• **PROBLEM 1**
According to the news story about the racetrack graduation, what did Philip Root do right after he accepted his diploma?
• **PROBLEM 2**
Does each statement agree with the news story about the racetrack graduation? Answer yes or no for each, and quote the words from the story that decide it.
(a) Root gave his speech over the radio from the broadcasting booth.
(b) The grandstands were full of people watching the ceremony.
(c) The administrators who handed out certificates wore face masks.
• **PROBLEM 3**
List every item that the news story about the racetrack graduation says the graduates' cars were decked out with.

Seniors get diplomas on racetracks, chairlifts amid virus

LAS VEGAS (AP) — Immediately after giving his valedictorian speech, high school senior Philip Root, still clad in his cap and gown, climbed into a borrowed race car and drove up to the finish line at the Las Vegas Motor Speedway.

With the yellow tassel of his graduation cap flapping in the wind, Root leaned out the window and posed for a photo as he accepted his diploma — and then took off on a celebratory lap around the track.

Root gave his speech over the radio from the broadcasting booth, which the graduating class of Faith Lutheran High School listened to as they sat with family in individual cars decked out with signs, banners and balloons. Then, in front of the empty grandstands of the racetrack that’s been idled for months due to the coronavirus, Root led his classmates as they pulled up one-by-one to the waving checkered flag to get their certificate from administrators wearing face masks. To mark the milestone, the students and their families whooped and cheered and then hit the gas pedal.

The ceremony was part of a growing push by high schools across the country to find a way to hold in-person graduations and offer up some added pomp amid the coronavirus pandemic. The graduation ceremony is seen by many as salvaging a school year in which many haven’t seen classmates for months and missed out on traditional senior activities such as proms and end-of-school parties.

• **DATA EXTRACTS**
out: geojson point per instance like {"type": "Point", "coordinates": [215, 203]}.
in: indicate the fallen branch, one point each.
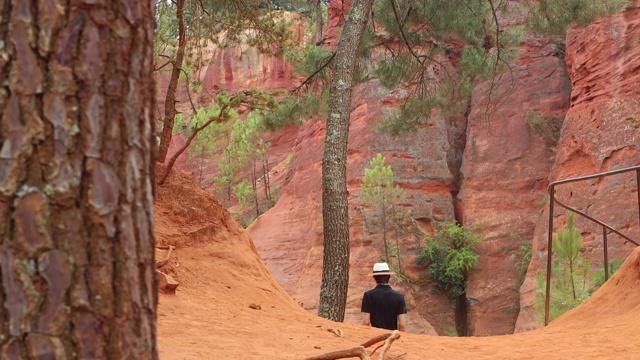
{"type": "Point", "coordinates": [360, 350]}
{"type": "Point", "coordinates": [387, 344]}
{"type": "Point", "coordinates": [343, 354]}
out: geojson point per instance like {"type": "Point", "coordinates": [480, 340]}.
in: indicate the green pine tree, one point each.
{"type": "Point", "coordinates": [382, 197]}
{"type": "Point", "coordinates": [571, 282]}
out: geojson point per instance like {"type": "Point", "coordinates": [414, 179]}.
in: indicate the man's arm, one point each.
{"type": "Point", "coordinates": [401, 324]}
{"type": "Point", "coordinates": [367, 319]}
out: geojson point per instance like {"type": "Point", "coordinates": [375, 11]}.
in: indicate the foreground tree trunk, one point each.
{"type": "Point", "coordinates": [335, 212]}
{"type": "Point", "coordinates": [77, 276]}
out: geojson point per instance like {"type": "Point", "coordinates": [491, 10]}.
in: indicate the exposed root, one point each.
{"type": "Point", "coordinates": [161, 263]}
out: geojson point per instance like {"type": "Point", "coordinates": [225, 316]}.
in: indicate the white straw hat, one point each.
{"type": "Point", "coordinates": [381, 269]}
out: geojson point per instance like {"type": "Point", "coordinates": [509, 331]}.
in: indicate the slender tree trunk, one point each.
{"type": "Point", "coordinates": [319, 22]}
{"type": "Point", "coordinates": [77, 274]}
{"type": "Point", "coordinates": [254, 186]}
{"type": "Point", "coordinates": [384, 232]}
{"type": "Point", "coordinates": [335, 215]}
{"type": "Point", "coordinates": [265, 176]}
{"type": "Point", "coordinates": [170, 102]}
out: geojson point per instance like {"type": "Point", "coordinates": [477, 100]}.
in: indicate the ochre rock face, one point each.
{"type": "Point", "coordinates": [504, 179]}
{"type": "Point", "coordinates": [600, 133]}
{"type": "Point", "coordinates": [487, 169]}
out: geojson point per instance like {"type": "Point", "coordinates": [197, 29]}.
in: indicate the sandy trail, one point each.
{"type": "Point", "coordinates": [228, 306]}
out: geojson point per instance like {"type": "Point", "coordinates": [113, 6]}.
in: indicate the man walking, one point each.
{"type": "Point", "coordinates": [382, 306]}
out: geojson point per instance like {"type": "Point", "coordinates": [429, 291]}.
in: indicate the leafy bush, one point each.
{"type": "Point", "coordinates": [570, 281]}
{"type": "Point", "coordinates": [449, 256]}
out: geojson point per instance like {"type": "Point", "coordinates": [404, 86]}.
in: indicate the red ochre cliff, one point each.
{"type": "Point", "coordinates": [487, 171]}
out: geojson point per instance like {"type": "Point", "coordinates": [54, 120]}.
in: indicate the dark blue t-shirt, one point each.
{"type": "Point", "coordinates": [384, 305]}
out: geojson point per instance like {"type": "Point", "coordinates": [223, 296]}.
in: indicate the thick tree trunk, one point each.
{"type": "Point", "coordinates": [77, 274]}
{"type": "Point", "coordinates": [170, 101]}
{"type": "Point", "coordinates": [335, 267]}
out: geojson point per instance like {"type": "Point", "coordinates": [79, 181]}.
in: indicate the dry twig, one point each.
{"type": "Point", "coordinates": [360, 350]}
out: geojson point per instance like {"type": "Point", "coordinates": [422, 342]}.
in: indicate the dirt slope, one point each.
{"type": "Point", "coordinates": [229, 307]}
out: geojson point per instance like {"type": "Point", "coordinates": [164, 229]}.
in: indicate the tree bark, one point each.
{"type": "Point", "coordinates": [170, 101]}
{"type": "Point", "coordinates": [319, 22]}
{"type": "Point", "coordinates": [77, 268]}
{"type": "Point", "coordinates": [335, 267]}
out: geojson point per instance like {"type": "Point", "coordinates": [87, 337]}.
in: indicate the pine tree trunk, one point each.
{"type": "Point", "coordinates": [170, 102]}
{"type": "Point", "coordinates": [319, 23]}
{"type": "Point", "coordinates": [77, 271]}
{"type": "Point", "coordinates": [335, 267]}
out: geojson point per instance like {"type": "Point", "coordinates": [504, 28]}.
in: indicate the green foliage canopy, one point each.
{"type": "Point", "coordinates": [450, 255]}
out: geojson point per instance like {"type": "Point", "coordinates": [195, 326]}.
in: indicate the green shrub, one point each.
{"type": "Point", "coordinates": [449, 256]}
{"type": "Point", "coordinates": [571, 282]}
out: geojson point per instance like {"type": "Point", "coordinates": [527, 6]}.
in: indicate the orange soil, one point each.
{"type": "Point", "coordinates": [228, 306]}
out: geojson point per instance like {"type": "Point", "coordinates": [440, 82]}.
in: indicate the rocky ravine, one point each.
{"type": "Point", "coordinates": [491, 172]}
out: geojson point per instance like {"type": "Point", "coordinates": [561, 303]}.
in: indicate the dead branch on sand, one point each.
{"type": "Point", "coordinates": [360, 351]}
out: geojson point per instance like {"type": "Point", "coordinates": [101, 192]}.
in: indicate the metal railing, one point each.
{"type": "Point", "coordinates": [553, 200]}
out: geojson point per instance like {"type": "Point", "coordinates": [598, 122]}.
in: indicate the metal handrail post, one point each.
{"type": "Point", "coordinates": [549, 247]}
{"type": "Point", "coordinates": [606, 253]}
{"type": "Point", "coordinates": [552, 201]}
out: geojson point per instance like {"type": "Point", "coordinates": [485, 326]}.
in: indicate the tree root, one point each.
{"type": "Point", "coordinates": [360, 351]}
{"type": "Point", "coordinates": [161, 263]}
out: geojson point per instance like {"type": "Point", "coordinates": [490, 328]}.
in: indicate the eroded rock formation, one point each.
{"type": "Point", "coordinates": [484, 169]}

• **EXPECTED OUTPUT 1**
He took off on a celebratory lap around the track.

• **EXPECTED OUTPUT 2**
(a) Yes: "Root gave his speech over the radio from the broadcasting booth"
(b) No: "in front of the empty grandstands of the racetrack"
(c) Yes: "to get their certificate from administrators wearing face masks"

• **EXPECTED OUTPUT 3**
Signs, banners, balloons